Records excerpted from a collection
*** Block opens ***

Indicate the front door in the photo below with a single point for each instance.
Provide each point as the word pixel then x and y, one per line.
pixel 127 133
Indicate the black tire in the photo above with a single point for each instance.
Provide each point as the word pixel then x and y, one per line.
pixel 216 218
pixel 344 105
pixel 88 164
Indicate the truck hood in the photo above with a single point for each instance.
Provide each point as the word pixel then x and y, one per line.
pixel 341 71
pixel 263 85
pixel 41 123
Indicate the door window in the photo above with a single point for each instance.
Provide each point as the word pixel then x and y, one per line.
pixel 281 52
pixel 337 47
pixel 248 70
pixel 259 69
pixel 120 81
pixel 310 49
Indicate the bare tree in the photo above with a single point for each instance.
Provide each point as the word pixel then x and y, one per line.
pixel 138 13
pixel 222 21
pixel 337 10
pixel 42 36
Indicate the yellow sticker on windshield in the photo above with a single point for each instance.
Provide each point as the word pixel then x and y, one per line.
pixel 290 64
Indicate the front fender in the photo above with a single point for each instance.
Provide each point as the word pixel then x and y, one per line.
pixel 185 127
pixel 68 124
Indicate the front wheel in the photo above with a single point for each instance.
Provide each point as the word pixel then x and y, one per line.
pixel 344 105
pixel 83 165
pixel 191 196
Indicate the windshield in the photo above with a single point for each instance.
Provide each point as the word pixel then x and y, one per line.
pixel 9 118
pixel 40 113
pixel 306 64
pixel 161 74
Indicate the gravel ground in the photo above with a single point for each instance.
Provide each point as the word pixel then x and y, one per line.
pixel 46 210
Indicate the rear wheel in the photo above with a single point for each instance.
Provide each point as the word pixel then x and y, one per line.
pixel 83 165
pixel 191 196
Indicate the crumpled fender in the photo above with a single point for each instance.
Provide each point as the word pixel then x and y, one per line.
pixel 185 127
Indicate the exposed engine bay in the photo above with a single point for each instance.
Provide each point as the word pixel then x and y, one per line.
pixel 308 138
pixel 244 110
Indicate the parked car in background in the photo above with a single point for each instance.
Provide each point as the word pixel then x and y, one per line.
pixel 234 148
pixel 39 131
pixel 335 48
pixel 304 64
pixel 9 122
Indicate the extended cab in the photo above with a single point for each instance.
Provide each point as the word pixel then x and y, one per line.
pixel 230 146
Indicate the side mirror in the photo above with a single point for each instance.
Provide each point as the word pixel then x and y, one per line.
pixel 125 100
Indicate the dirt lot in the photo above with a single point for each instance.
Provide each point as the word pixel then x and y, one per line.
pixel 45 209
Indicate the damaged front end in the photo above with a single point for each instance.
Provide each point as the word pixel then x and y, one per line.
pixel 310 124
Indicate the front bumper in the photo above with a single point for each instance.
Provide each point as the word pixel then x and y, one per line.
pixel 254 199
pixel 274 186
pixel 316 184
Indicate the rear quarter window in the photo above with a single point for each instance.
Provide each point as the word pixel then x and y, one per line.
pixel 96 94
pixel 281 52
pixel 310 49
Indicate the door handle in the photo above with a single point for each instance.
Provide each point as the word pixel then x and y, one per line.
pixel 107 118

*** Block closes ***

**Your instructions**
Your answer should consist of all lines above that include the string "fender".

**Task answer**
Indicate the front fender in the photo above with a single point for each instance.
Indicate the crumpled fender in the photo above with a single point for each instance.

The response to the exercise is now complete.